━━━ Data extract ━━━
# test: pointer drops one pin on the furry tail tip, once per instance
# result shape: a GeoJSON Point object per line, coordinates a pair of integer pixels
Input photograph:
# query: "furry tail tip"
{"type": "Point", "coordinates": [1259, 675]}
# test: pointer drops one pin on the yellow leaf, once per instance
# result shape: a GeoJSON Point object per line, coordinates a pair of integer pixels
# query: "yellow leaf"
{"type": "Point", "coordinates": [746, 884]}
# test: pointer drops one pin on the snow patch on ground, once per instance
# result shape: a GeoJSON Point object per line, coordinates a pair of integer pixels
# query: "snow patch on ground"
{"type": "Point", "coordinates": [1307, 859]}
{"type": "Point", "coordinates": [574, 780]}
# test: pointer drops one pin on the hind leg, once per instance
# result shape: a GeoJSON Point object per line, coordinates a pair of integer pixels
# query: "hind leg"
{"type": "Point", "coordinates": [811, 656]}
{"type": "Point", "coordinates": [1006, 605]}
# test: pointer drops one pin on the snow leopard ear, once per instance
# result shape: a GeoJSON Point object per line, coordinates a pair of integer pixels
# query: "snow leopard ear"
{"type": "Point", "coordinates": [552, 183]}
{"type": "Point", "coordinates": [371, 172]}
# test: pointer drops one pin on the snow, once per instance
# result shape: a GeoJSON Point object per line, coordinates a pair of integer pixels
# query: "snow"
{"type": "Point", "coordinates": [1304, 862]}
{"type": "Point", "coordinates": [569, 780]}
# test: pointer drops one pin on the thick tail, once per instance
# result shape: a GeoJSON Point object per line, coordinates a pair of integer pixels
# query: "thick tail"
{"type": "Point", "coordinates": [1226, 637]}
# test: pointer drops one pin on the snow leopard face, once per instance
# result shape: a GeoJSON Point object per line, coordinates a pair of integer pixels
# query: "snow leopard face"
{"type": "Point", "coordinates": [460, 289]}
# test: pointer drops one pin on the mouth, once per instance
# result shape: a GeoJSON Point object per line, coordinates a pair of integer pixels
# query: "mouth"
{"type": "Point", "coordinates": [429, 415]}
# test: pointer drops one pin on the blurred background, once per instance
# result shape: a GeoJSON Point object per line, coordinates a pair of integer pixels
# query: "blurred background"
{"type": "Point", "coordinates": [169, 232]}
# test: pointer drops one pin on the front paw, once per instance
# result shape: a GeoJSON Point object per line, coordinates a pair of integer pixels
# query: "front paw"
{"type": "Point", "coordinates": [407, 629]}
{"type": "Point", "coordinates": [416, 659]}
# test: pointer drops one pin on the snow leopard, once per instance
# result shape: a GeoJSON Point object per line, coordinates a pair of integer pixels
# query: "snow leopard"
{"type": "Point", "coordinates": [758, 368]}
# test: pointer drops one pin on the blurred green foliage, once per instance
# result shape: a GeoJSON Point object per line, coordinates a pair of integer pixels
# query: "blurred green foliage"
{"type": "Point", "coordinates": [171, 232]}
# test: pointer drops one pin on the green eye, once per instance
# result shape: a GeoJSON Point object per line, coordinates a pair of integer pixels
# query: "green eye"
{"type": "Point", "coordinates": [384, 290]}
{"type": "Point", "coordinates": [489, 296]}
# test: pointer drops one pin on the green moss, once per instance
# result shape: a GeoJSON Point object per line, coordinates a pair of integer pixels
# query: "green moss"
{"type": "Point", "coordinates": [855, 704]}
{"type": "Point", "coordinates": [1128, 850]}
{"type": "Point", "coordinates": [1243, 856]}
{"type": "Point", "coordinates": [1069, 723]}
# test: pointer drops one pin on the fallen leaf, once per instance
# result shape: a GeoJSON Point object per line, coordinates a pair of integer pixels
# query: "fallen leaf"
━━━
» **Given exercise**: Convert the records into a numbered list, leaving out blank lines, starting at the line containing "# test: pointer drops one pin on the blurred green" and running through the end of the records, both ends included.

» **Reply**:
1. # test: pointer drops one pin on the blurred green foliage, once per instance
2. # result shape: a GeoJSON Point object per line, coordinates a pair of integer pixels
3. # query: "blurred green foliage"
4. {"type": "Point", "coordinates": [171, 232]}
5. # test: pointer drops one pin on the green eye, once per instance
6. # result shape: a GeoJSON Point object per line, coordinates a pair of integer pixels
7. # query: "green eye"
8. {"type": "Point", "coordinates": [384, 290]}
9. {"type": "Point", "coordinates": [489, 296]}
10. # test: pointer drops one pin on the green moss, once per instance
11. # result shape: a GeoJSON Point object per line, coordinates a pair of integer pixels
12. # query: "green moss"
13. {"type": "Point", "coordinates": [855, 704]}
14. {"type": "Point", "coordinates": [1128, 850]}
15. {"type": "Point", "coordinates": [1243, 856]}
16. {"type": "Point", "coordinates": [1069, 723]}
17. # test: pointer drops one pin on the fallen leaf, once per instance
18. # result shape: a GeoJSON Point object per line, coordinates a pair of integer pixels
19. # query: "fallen leaf"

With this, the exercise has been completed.